Provided data:
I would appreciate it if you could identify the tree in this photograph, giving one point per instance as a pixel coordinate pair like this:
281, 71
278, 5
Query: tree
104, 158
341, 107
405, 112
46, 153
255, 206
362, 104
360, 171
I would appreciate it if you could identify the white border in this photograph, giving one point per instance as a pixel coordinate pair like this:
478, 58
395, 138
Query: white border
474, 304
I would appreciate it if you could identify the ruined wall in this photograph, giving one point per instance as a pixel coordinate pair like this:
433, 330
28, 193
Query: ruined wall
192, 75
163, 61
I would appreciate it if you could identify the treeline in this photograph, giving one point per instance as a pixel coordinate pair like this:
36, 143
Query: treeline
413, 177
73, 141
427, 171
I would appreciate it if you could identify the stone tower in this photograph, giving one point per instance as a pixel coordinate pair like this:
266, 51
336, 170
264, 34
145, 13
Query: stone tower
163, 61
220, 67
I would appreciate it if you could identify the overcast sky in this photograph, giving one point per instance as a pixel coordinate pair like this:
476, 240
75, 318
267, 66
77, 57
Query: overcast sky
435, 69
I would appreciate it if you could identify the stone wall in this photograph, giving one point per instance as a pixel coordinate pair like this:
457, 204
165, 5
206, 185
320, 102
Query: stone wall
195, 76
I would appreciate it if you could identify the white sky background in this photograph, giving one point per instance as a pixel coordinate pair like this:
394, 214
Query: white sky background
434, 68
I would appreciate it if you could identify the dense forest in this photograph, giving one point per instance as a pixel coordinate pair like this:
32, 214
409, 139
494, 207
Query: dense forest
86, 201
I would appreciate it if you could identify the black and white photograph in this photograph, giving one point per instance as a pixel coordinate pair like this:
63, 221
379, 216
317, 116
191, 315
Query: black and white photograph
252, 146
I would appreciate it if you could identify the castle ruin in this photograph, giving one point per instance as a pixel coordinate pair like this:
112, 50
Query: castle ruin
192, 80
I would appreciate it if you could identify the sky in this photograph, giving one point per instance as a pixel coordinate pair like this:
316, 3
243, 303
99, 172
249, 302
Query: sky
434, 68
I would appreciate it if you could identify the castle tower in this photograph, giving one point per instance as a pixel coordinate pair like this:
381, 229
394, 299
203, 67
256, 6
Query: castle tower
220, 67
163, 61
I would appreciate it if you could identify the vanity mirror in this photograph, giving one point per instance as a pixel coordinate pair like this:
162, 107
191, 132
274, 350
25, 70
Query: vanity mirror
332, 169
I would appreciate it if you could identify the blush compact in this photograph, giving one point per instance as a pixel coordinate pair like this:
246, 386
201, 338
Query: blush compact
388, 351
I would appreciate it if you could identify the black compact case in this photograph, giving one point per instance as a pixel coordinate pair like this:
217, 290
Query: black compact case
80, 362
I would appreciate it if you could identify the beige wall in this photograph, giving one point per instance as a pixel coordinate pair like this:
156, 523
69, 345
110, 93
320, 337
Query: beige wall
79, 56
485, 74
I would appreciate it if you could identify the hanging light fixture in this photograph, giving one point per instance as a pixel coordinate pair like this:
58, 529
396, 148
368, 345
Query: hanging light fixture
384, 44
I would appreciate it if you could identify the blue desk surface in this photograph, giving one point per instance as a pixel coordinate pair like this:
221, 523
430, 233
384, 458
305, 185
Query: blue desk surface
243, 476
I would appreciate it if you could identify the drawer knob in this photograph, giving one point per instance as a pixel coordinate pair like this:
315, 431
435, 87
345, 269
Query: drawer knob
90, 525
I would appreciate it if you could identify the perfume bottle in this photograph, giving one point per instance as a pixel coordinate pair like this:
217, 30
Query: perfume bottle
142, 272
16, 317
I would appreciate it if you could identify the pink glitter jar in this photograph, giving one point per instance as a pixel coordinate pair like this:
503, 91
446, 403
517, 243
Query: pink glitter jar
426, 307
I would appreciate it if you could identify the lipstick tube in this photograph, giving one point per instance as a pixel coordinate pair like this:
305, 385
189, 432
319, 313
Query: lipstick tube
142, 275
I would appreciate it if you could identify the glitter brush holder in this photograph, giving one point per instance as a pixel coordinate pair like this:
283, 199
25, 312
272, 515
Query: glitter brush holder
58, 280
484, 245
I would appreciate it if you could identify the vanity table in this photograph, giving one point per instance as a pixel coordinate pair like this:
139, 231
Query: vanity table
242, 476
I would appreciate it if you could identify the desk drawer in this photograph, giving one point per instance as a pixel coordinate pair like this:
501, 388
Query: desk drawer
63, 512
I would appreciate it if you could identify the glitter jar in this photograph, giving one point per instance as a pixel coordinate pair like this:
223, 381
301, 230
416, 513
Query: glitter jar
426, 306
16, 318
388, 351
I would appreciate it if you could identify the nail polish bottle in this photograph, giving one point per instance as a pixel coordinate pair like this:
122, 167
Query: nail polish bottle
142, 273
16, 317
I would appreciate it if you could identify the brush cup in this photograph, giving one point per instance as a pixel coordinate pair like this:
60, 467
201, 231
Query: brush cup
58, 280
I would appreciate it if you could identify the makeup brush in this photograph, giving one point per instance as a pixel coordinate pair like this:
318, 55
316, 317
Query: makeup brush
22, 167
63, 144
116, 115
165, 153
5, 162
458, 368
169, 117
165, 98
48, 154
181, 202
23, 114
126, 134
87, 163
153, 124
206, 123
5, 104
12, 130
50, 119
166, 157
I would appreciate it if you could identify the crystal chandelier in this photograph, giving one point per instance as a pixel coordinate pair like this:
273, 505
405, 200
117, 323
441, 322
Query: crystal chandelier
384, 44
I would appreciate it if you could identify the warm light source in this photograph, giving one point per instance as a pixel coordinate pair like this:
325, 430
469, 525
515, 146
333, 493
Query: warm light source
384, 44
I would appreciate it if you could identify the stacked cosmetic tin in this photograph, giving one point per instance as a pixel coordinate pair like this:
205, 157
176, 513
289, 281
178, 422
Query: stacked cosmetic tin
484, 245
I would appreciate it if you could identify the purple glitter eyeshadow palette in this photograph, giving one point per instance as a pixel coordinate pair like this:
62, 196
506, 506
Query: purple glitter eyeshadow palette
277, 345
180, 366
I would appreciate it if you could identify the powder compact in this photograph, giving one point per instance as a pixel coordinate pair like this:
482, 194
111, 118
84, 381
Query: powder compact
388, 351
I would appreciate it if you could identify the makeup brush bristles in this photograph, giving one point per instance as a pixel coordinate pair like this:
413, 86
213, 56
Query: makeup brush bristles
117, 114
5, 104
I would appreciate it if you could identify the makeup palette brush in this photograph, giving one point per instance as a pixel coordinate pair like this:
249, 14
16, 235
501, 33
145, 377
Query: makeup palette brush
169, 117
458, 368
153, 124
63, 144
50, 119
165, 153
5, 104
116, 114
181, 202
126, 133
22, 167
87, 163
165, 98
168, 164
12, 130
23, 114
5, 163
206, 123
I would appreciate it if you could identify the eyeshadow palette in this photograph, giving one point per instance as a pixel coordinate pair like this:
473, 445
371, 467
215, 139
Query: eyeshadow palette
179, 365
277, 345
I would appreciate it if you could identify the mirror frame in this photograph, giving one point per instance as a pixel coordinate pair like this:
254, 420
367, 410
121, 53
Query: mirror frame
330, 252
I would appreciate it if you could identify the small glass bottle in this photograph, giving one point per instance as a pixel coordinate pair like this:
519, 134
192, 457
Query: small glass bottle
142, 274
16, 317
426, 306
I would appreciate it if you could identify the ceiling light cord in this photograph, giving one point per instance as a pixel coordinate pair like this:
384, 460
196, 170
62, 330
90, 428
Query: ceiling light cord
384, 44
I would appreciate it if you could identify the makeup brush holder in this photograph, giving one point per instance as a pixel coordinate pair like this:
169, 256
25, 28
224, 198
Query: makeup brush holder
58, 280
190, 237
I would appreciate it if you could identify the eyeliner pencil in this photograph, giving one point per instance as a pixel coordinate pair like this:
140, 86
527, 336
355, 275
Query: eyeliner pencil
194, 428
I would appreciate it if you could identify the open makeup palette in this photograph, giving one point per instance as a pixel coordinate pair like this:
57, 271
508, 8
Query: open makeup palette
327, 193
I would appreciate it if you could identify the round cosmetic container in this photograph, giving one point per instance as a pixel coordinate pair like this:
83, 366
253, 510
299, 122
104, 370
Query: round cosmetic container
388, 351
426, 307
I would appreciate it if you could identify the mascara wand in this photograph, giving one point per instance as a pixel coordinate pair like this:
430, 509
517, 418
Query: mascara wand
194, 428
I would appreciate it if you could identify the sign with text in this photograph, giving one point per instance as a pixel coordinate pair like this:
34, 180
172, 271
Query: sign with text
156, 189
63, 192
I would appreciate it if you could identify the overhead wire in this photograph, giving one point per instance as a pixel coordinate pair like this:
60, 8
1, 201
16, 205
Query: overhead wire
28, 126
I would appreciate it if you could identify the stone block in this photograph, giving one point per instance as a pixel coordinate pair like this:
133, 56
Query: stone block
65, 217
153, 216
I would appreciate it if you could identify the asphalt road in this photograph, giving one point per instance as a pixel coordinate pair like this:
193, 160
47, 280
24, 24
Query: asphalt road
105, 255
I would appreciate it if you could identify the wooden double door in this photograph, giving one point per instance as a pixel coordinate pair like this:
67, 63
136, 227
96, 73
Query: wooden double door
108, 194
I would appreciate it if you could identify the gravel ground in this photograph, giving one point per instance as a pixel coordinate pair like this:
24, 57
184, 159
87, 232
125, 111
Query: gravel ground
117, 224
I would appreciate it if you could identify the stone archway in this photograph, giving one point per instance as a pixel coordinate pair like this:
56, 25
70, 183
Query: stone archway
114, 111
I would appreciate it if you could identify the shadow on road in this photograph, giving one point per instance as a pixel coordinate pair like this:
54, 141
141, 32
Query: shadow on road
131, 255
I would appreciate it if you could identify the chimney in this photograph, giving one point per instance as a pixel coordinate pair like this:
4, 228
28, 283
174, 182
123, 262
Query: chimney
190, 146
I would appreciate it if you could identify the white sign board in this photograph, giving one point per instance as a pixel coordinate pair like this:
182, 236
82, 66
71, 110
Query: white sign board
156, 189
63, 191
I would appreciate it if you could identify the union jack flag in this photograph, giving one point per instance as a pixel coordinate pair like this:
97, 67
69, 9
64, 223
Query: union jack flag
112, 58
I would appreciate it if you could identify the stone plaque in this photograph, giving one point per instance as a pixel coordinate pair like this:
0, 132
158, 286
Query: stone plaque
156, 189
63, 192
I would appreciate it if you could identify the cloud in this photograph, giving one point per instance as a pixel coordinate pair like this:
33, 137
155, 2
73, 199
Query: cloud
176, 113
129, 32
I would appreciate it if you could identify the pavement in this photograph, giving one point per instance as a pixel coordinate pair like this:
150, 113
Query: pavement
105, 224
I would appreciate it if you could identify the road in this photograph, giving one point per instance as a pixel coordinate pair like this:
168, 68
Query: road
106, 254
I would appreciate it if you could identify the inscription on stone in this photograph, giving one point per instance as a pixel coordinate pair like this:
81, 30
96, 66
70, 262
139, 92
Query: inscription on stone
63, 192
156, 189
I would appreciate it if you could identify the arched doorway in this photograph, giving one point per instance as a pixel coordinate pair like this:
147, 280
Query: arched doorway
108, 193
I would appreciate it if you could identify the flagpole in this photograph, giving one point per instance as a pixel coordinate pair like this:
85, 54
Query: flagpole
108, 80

Do this:
Rewrite the records starting at the line that contains "I would appreciate it if you could identify the union" and ending at the last line of the records, replacing "pavement" with "sidewalk" and leaving everything else unchanged.

Final result:
I would appreciate it if you could identify the union jack flag in this photograph, giving one point per instance as a pixel coordinate pair like this:
97, 67
69, 9
64, 223
Query: union jack flag
112, 58
I would appreciate it if you could identify the stone plaque in this photograph, giving one point per instance as a pixel coordinate pair like this:
0, 132
158, 286
Query: stone plaque
156, 189
63, 192
I would appreciate it if you could identify the cloud in this photograph, giving one point per instance as a pixel coordinate pair like this:
33, 137
155, 2
73, 199
Query: cloud
176, 113
129, 32
I would appreciate it if you could identify the sidewalk in this photograph, giving one point per instance as a pixel coordinate pair like this:
150, 113
Query: sidewalk
105, 224
I would appreciate it if you could identify the road in this photograph, giving one point per instance as a pixel coordinate pair like this:
168, 68
Query: road
106, 254
I would appreciate it if you could identify the inscription on stone in this photograph, giving one point per instance as a pixel coordinate pair like this:
81, 30
96, 66
70, 262
139, 92
Query: inscription on stone
63, 192
156, 189
I would appreciate it if you could identify the arched doorway in this photograph, giving one point per instance as a pixel coordinate pair like this:
147, 280
Query: arched doorway
108, 193
I would appreciate it if you could identify the flagpole in this photograph, giving one point per instance as a pixel coordinate pair like this:
85, 54
Query: flagpole
108, 80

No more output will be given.